WRITTEN INSTRUCTION >>
Would you retype all of these records exactly?

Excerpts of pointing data
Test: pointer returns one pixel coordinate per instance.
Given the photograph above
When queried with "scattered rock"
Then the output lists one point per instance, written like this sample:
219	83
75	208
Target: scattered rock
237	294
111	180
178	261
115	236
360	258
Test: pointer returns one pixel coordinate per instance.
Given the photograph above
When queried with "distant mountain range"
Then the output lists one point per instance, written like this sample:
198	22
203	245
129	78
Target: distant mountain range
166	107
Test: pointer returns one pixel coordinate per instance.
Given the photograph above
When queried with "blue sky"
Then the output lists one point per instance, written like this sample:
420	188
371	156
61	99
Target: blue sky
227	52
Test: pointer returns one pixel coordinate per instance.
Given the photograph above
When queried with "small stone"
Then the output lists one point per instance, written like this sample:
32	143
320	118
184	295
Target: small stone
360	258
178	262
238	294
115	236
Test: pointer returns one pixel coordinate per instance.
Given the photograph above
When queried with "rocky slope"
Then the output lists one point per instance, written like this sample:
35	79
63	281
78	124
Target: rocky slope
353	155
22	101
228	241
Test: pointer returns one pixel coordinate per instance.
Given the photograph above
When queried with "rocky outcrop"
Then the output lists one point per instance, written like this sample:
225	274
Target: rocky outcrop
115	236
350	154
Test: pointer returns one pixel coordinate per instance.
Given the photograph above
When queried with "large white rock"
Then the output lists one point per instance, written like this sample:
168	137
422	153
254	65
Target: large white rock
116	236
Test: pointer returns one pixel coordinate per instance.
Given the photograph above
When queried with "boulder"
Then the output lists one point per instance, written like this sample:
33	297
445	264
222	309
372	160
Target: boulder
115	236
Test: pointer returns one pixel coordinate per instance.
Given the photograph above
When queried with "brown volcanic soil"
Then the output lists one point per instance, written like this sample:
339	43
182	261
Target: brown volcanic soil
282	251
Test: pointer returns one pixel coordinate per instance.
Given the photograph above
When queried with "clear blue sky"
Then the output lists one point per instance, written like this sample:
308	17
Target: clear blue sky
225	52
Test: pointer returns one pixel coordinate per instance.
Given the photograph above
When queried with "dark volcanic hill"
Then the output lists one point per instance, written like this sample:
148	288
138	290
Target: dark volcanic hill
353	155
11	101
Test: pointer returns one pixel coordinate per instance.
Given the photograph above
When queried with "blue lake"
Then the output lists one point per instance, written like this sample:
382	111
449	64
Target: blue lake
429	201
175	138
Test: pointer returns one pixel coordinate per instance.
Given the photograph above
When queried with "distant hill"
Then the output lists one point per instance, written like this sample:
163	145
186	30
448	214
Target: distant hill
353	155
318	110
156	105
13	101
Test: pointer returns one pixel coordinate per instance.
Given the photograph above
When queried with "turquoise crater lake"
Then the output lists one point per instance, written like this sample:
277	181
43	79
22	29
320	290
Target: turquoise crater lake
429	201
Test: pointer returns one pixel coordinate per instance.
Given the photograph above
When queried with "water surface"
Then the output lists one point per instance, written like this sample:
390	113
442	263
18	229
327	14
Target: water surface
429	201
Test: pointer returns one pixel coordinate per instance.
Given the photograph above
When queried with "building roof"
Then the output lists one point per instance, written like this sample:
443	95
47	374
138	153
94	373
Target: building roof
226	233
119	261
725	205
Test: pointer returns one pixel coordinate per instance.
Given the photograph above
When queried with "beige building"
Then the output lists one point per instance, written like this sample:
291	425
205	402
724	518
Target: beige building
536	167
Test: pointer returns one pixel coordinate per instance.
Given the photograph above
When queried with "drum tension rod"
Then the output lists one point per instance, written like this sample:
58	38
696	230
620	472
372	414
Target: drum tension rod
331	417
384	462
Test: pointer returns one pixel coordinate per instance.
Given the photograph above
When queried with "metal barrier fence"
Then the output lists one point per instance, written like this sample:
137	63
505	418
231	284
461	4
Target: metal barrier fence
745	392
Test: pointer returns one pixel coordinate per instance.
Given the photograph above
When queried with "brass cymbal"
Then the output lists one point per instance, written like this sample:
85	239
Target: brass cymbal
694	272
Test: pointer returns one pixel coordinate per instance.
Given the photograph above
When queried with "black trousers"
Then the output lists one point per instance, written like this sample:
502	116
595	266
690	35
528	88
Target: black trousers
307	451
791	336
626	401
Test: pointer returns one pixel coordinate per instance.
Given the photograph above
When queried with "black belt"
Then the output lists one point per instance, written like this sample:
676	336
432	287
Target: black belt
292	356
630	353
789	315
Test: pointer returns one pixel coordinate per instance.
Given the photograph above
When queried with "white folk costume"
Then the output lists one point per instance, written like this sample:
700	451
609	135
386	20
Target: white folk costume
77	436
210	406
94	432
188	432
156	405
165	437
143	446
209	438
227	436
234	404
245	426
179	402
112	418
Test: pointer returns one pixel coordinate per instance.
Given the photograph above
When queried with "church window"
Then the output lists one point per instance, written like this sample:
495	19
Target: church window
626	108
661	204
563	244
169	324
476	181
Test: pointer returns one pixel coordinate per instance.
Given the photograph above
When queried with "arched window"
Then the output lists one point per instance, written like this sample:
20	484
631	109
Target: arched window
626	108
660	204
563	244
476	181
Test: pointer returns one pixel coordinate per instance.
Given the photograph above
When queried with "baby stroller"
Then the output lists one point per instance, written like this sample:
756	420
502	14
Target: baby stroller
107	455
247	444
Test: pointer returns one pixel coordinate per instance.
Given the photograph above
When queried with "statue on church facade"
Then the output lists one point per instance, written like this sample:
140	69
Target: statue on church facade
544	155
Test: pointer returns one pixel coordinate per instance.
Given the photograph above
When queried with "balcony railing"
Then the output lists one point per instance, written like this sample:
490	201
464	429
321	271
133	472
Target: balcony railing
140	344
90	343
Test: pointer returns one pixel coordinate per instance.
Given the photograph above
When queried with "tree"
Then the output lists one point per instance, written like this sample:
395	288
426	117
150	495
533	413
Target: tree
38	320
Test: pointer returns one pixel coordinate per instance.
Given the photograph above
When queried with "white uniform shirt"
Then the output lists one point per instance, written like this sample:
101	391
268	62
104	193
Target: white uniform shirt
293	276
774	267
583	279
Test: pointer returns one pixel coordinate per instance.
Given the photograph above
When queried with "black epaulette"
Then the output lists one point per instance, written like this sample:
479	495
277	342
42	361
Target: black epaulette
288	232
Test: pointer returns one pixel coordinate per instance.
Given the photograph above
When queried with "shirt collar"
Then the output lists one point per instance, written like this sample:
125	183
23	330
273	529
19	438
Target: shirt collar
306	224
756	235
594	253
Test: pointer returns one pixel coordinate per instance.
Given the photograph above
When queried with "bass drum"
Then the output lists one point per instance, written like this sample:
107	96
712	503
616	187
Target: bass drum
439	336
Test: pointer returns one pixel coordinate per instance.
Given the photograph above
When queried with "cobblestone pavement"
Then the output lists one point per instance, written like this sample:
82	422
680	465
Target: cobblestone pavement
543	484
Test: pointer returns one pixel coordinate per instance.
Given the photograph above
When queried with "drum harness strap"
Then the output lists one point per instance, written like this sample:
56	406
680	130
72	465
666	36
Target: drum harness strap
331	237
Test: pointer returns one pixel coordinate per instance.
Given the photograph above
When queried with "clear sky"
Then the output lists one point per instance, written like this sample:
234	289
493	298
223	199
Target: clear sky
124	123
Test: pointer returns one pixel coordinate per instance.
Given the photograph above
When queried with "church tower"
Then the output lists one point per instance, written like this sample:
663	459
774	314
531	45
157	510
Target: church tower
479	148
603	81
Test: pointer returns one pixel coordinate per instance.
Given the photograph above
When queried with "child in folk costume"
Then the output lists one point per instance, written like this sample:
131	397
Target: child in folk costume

FULL RESPONSE >>
Test: pointer returns one pixel coordinate per instance.
Given the photograph above
When queried with "scattered rock"
Then the output lists one point per instance, written like this sample:
219	83
75	208
Target: scattered rock
237	294
111	180
178	261
115	236
360	258
Test: pointer returns one pixel coordinate per instance.
Given the photograph above
When queried with "distant mountain range"
Then the output lists one point per instance, written like this sample:
198	22
203	245
129	78
Target: distant mountain range
166	107
Test: pointer returns one pixel coordinate per instance.
Given the photograph above
When queried with "blue sky"
Then the output lists one point per instance, written like this sample:
420	188
371	156
61	99
Target: blue sky
227	52
Test: pointer returns one pixel coordinate per instance.
Given the photograph above
When queried with "small stone"
Then the output lists one point per instance, written like this sample:
32	143
320	118
184	295
Target: small stone
360	258
178	262
238	294
115	236
Test: pointer returns one pixel coordinate per instance.
Given the photograph above
When queried with "rocky slope"
Then the output lists one point per instance, written like this sample:
35	79
63	281
78	124
Target: rocky slope
353	155
22	101
228	241
Test: pointer returns one pixel coordinate per instance.
Given the photograph above
When queried with "rocky outcrop"
Then the output lists one point per instance, written like this sample:
225	274
Target: rocky outcrop
115	236
350	154
Test: pointer returns one pixel coordinate per instance.
Given the photograph above
When queried with "large white rock"
Then the output lists one point per instance, written like this sample:
168	137
422	153
254	65
Target: large white rock
116	236
Test: pointer returns one pixel coordinate per instance.
Given the photograph above
When queried with "boulder"
Then the output lists one point per instance, written like this sample:
33	297
445	264
222	309
372	160
Target: boulder
115	236
Test: pointer returns one pixel coordinate per instance.
Given the photograph above
When queried with "brown volcanic soil"
Then the output lists one point per instance, written like this sample:
339	43
182	261
Target: brown volcanic soil
282	251
Test: pointer returns one pixel coordinate per instance.
Given the photograph above
When queried with "clear blue sky"
Then the output lists one point per instance, written like this sample:
308	17
Target: clear blue sky
225	52
Test: pointer returns one pixel coordinate per instance.
Given the photograph above
When queried with "dark volcanic hill"
Then the output lists one point per instance, written like this sample:
148	288
138	290
Target: dark volcanic hill
353	155
11	101
Test: pointer returns one pixel coordinate per instance.
Given the photograph above
When queried with "blue lake"
Then the output lists one point per instance, written like this sample:
382	111
449	64
Target: blue lake
429	201
175	138
Test: pointer returns one pixel coordinate per instance.
Given the photograph above
When queried with "distant hill"
Then the output lists one point per instance, written like this sample:
163	145
186	30
448	214
Target: distant hill
353	155
318	110
156	105
13	101
Test: pointer returns one pixel coordinate per instance.
Given the photograph above
When queried with "turquoise crater lake"
Then the output lists one point per instance, written like this sample:
277	181
43	79
22	29
320	290
Target: turquoise crater lake
429	201
Test: pointer returns one pixel coordinate per instance.
Given the photograph above
When queried with "water surface"
Then the output lists one point per instance, written like this sample:
390	113
442	263
18	229
327	14
Target: water surface
429	201
Test: pointer returns one pixel coordinate per instance.
Given the photograph above
When queried with "building roof"
Then the output lists one point per instance, written like this sample:
443	95
47	374
138	153
94	373
Target: building roof
226	233
119	261
725	205
Test: pointer returns one pixel coordinate per instance.
Given the photograph above
When queried with "beige building"
Then the output lists one point per instance, written like this sample:
291	425
205	402
724	518
Target: beige building
536	167
Test: pointer returns one pixel coordinate per instance.
Given the photograph above
When queried with "drum tension rod"
Then the output lists one point per instance, written like this sample:
58	38
696	230
620	472
372	414
Target: drum tension rod
331	417
384	462
Test: pointer returns one pixel coordinate per instance.
Given the photograph above
When queried with "metal barrier fence"
Then the output lists one point per instance, written like this sample:
137	63
505	418
231	284
461	4
Target: metal barrier fence
745	392
Test: pointer returns one pixel coordinate per instance.
Given the photograph above
When queried with "brass cymbal"
Then the output lists one point per instance, written like this sample:
85	239
Target: brass cymbal
694	272
Test: pointer returns one pixel coordinate per instance.
Given the photograph above
When queried with "black trousers"
Then the output lists one point per instance, written like this sample:
502	116
595	266
690	35
528	88
Target: black trousers
307	451
791	336
626	401
Test: pointer returns one pixel coordinate per instance.
Given the photograph above
When queried with "black belt"
Then the output lists one point per instance, written like this sample:
676	336
432	287
Target: black belt
292	356
630	353
789	315
Test: pointer returns one pixel coordinate per instance.
Given the photograph above
When queried with "white folk costume"
Then the output lists one point per instance, written like this sample:
700	451
609	135
386	20
Target: white folk costume
77	436
210	406
94	432
188	432
156	405
165	437
143	446
209	438
227	436
234	404
245	426
179	402
112	418
Test: pointer returns one pixel coordinate per instance.
Given the photograph above
When queried with "church window"
Then the output lists one point per instance, written like this sample:
495	19
Target: church window
626	108
661	204
563	244
169	324
476	181
Test: pointer returns one pixel coordinate per instance.
Given the photograph above
When queried with "arched window"
Then the output lists one point per instance, written like this sample:
20	484
631	109
Target: arched window
626	108
660	204
563	244
476	181
Test: pointer returns one pixel coordinate per instance.
Given the photograph above
When queried with "baby stroller"
Then the output lists one point per instance, written like this sample:
756	420
502	14
Target: baby stroller
107	455
247	444
Test: pointer returns one pixel coordinate per instance.
Given the photograph above
When queried with "statue on church facade"
Then the output lists one point per instance, written like this sample:
140	69
Target: statue on church facade
544	155
Test: pointer returns one pixel coordinate per instance.
Given the photograph above
When queried with "balcony railing"
Then the output lists one point per instance, written like this sample:
490	201
464	429
321	271
133	472
Target: balcony railing
140	344
90	343
Test: pointer returns one pixel coordinate per instance.
Given the photograph above
When queried with "tree"
Then the output lists one point per instance, written like this sample:
395	288
426	117
150	495
533	413
Target: tree
38	320
Test: pointer returns one pixel coordinate per instance.
Given the photograph above
When queried with "white uniform shirt"
Then the output lists one point per instance, written like this sample:
101	391
268	62
104	193
Target: white uniform shirt
293	276
774	267
583	279
Test: pointer returns one pixel coordinate per instance.
Given the photograph above
When queried with "black epaulette"
Then the output lists one point per instance, written like this sample:
479	495
277	342
42	361
Target: black epaulette
288	232
Test: pointer returns one pixel coordinate per instance.
Given the photograph above
When queried with "shirt collar"
Then the output lists one point per instance, written like this sample:
125	183
23	330
273	529
19	438
Target: shirt collar
306	224
756	235
594	253
Test: pointer returns one pixel coordinate per instance.
Given the photograph above
When queried with "bass drum"
Then the output lists one point per instance, written like this sample:
107	96
712	503
616	187
Target: bass drum
439	336
Test: pointer returns one pixel coordinate per instance.
Given the photograph above
When queried with "cobblestone pavement"
Then the output lists one point per instance, written like this sample:
82	422
680	465
Target: cobblestone pavement
543	484
Test: pointer returns one pixel coordinate per instance.
Given the photograph above
When queried with "drum harness strap"
Then the output lists one point per instance, written like this sample:
56	406
680	130
72	465
666	36
Target: drum harness strap
331	237
Test: pointer returns one pixel coordinate per instance.
Given the photograph above
When queried with "clear sky"
Then the output lists one point per instance, written like this sample:
234	289
493	298
223	199
Target: clear sky
124	123
Test: pointer returns one pixel coordinate per instance.
Given the photograph above
When queried with "church tower"
Then the output lists one point per instance, written like this sample:
663	459
774	314
531	45
157	510
Target: church tower
479	148
603	81
Test: pointer returns one pixel coordinate per instance.
Given the photograph above
When queried with "child in folk costume"
Then the output lists one point per instance, written like this sample:
131	397
Target: child in folk costume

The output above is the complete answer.